— Start Provided entries —

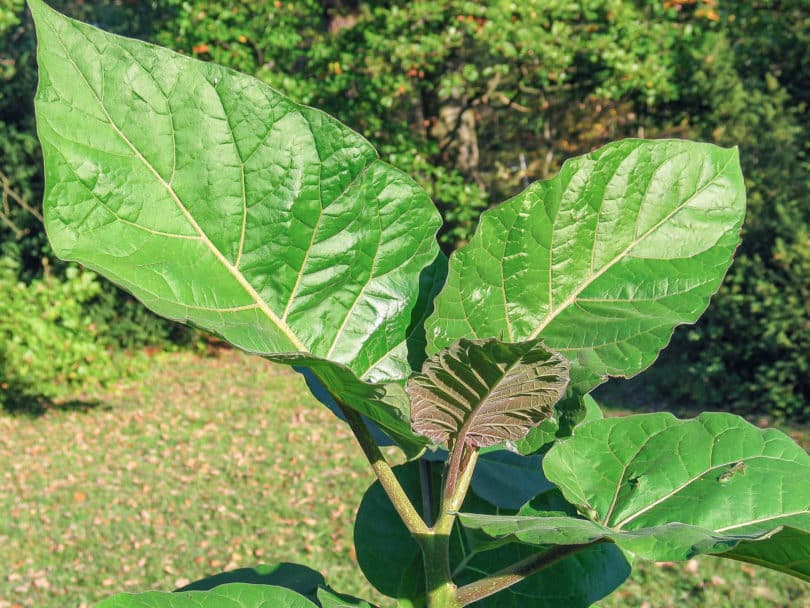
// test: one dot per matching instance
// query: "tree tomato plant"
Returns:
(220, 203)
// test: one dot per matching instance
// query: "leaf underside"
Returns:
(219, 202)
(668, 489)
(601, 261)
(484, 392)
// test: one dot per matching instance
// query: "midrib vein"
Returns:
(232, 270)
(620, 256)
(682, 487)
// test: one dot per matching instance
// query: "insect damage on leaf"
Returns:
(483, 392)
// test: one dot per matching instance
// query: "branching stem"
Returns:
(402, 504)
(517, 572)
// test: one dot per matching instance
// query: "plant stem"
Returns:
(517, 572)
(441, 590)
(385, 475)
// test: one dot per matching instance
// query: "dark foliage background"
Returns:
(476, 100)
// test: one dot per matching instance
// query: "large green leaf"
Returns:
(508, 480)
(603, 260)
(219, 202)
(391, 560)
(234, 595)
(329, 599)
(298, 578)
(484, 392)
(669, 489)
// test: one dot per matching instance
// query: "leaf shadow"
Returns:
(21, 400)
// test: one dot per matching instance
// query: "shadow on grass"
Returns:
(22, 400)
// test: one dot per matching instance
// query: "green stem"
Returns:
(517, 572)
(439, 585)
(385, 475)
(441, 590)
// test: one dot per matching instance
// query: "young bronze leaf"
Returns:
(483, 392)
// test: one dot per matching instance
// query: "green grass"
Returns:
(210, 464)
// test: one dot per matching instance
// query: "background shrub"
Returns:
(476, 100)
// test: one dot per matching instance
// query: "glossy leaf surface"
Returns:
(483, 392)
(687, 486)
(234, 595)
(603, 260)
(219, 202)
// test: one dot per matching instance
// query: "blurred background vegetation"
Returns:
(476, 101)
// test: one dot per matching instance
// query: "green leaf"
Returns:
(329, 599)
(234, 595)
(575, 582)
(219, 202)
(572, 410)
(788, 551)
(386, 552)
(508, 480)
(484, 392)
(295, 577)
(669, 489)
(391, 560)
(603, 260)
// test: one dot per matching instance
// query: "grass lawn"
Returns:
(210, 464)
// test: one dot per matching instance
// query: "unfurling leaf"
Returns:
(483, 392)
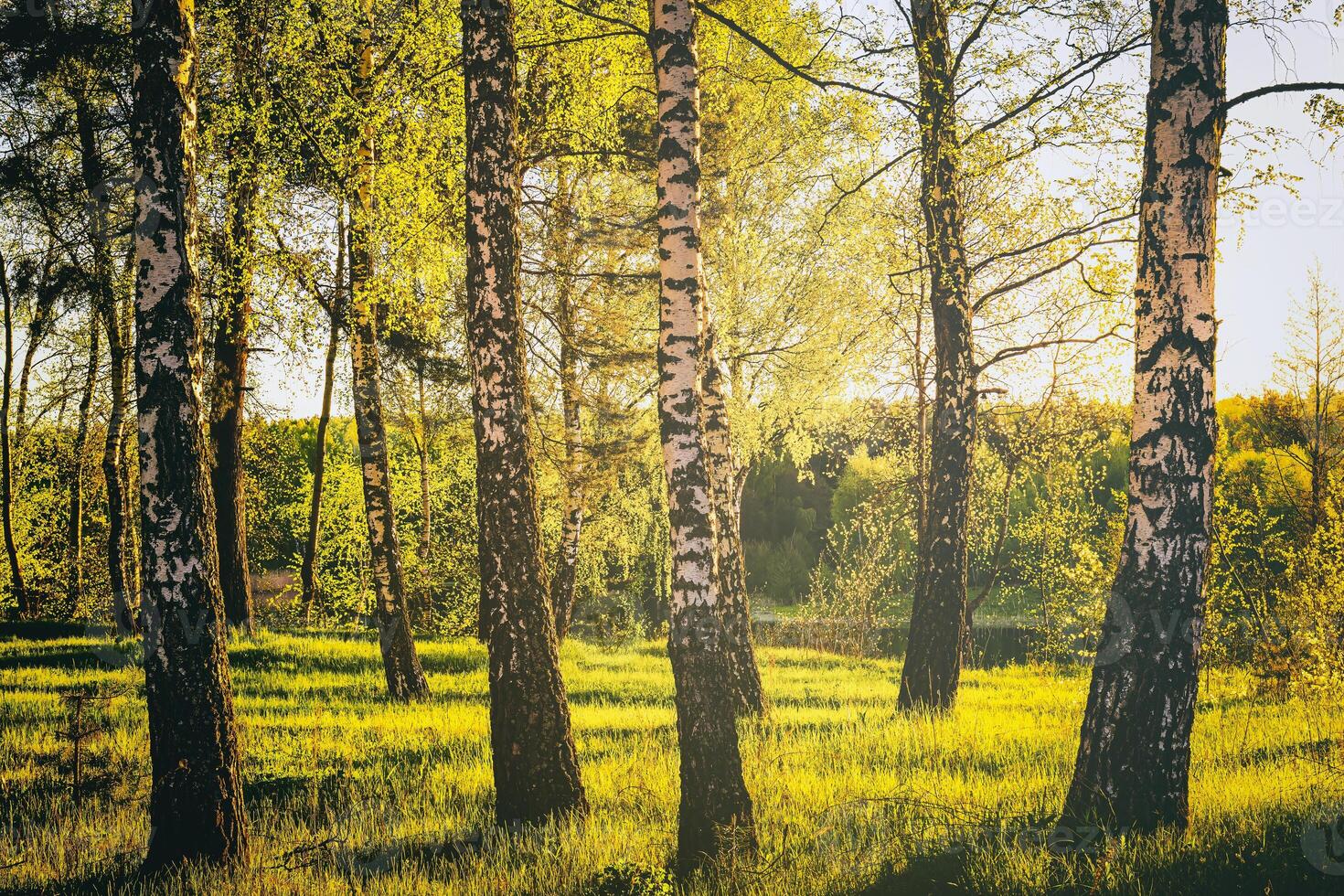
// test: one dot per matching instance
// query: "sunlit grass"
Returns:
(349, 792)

— End Provided entries —
— Start Provided entries —

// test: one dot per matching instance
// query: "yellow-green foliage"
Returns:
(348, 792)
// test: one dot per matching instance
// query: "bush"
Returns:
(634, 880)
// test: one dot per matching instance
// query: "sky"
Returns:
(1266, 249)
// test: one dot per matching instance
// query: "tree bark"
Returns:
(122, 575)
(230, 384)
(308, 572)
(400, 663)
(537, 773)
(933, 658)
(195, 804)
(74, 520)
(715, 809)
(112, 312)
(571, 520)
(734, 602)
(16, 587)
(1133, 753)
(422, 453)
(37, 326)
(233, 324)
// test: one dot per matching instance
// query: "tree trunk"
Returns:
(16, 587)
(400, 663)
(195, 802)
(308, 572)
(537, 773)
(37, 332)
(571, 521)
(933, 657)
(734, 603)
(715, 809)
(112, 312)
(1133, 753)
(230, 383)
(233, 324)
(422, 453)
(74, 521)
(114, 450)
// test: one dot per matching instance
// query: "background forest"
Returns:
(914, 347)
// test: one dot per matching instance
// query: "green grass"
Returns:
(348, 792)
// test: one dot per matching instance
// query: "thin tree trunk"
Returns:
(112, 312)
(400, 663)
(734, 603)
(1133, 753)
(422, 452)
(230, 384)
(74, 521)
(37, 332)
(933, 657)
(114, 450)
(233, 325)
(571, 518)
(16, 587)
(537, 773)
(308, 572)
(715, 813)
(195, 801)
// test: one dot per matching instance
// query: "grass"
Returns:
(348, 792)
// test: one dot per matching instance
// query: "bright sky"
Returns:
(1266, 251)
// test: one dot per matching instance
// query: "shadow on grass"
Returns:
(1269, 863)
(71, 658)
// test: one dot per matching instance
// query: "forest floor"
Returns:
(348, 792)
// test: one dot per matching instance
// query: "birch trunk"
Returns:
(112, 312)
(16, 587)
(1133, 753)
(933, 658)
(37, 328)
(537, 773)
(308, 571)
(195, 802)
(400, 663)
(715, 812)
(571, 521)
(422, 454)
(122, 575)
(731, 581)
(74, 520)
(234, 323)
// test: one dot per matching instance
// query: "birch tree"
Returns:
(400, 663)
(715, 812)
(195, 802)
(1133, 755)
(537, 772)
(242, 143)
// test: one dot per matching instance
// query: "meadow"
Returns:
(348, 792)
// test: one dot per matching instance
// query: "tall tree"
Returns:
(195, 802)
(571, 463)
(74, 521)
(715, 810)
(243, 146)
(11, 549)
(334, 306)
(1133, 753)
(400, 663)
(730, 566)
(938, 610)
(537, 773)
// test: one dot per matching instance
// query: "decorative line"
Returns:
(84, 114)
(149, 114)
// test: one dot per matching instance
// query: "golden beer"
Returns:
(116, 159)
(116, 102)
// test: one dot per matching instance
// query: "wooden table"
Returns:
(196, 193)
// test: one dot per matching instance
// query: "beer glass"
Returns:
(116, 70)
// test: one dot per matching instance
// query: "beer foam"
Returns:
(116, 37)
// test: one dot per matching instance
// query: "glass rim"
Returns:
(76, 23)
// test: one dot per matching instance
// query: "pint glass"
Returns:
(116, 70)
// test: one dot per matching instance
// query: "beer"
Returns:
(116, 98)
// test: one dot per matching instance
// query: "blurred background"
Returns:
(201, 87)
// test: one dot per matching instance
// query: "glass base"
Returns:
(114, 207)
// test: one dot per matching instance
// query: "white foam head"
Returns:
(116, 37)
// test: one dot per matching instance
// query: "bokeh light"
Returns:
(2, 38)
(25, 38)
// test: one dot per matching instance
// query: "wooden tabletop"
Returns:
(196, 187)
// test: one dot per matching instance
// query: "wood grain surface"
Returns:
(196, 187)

— End Provided entries —

▸ **Work required**
Find every line in the records above that contains the string "leaf", matching case exactly, and copy each of those lines.

▸ **Result of this task**
// query: "leaf underside"
// query: "insect damage on leaf"
// query: "large green leaf"
// query: "leaf shadow"
// query: "young bronze leaf"
// query: "glossy leaf surface"
// query: "green leaf"
// query: "unfurling leaf"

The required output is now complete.